| Request |
All entries must be extracted exactly, with nothing added or dropped.

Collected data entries
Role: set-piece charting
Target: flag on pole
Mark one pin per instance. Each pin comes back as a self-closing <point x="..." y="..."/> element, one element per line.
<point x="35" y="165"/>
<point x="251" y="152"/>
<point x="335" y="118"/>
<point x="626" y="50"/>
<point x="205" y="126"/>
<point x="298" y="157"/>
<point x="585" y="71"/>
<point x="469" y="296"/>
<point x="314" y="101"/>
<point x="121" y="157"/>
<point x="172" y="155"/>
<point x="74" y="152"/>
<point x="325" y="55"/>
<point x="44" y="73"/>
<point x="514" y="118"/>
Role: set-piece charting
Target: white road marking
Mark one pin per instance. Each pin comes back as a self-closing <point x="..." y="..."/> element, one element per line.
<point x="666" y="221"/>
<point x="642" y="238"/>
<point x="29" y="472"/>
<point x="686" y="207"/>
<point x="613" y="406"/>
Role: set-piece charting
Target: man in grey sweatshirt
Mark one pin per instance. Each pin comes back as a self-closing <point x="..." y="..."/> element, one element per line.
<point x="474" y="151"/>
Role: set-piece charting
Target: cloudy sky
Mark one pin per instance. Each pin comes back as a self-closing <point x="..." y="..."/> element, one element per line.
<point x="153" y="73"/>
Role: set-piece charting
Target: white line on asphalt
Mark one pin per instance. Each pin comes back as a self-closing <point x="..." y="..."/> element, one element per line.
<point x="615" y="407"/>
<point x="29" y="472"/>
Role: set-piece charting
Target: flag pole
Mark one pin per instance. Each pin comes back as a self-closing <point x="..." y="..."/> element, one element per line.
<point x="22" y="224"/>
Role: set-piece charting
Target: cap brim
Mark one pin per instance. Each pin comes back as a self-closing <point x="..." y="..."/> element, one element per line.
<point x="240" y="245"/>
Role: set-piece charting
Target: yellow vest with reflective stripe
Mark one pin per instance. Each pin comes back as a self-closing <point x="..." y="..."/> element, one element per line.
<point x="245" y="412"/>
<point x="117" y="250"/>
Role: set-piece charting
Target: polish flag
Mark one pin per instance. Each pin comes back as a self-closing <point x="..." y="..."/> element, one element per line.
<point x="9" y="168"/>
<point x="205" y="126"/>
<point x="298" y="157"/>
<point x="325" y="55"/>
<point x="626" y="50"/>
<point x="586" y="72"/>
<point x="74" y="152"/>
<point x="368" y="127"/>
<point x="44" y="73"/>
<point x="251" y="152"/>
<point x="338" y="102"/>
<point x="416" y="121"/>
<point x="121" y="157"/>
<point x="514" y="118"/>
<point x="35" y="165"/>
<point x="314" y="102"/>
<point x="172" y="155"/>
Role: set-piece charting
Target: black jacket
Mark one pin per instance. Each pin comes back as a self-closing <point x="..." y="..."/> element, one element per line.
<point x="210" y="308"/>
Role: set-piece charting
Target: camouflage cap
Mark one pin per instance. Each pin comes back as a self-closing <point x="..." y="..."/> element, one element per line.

| Result |
Role: set-piece charting
Target: flag on pole
Mark one pin per instance. Each pin comes back as a self-closing <point x="..." y="..."/> element, one element per line.
<point x="35" y="165"/>
<point x="251" y="152"/>
<point x="335" y="118"/>
<point x="626" y="50"/>
<point x="205" y="126"/>
<point x="298" y="157"/>
<point x="585" y="71"/>
<point x="469" y="296"/>
<point x="314" y="101"/>
<point x="121" y="157"/>
<point x="172" y="155"/>
<point x="74" y="152"/>
<point x="325" y="55"/>
<point x="44" y="73"/>
<point x="514" y="118"/>
Role: set-piece charting
Target: white road marking
Mark one pin per instance. Each pin comes back as a self-closing <point x="..." y="..."/> element, one element per line.
<point x="666" y="221"/>
<point x="642" y="238"/>
<point x="29" y="472"/>
<point x="686" y="207"/>
<point x="613" y="406"/>
Role: set-piece charting
Target: man in grey sweatshirt
Mark one pin per instance. Each pin comes back as a self-closing <point x="..." y="..."/> element, one element per line.
<point x="474" y="151"/>
Role: set-piece charting
Target: cloudy sky
Mark one pin per instance. Each pin comes back as a self-closing <point x="..." y="..."/> element, one element per line.
<point x="153" y="73"/>
Role: set-piece charting
Target: white line on asphalt
Mark one pin per instance. Each pin comes back as a self-closing <point x="..." y="..."/> element, one element per line.
<point x="615" y="407"/>
<point x="29" y="472"/>
Role: set-piece charting
Target: flag pole
Mark one pin per instance. Each pin comes back as a self-closing <point x="..." y="..."/> element, one element per line.
<point x="22" y="224"/>
Role: set-piece charting
Target: cap brim
Mark one pin per instance. Each pin comes back as a self-closing <point x="..." y="..."/> element, one element per line.
<point x="240" y="245"/>
Role: set-piece charting
Target: yellow vest with reflective stripe
Mark one pin per instance. Each pin comes back as a self-closing <point x="..." y="..."/> element, one element per line.
<point x="245" y="412"/>
<point x="117" y="250"/>
Role: set-piece charting
Target: polish flag
Mark one pin per instance. Each pin comes back as a self-closing <point x="..." y="..."/> element, one element per line.
<point x="9" y="168"/>
<point x="205" y="126"/>
<point x="298" y="157"/>
<point x="325" y="55"/>
<point x="626" y="50"/>
<point x="586" y="72"/>
<point x="74" y="152"/>
<point x="368" y="127"/>
<point x="44" y="73"/>
<point x="251" y="152"/>
<point x="338" y="102"/>
<point x="416" y="121"/>
<point x="121" y="157"/>
<point x="514" y="118"/>
<point x="35" y="165"/>
<point x="314" y="102"/>
<point x="172" y="155"/>
Role: set-piece charting
Target: black jacket
Mark one pin per instance. Each pin comes back as a self-closing <point x="..." y="..."/> element, one element per line.
<point x="210" y="308"/>
Role: set-piece charting
Target: camouflage cap
Mark one pin per instance. Each pin comes back as a self-closing <point x="..." y="..."/> element, one element per line.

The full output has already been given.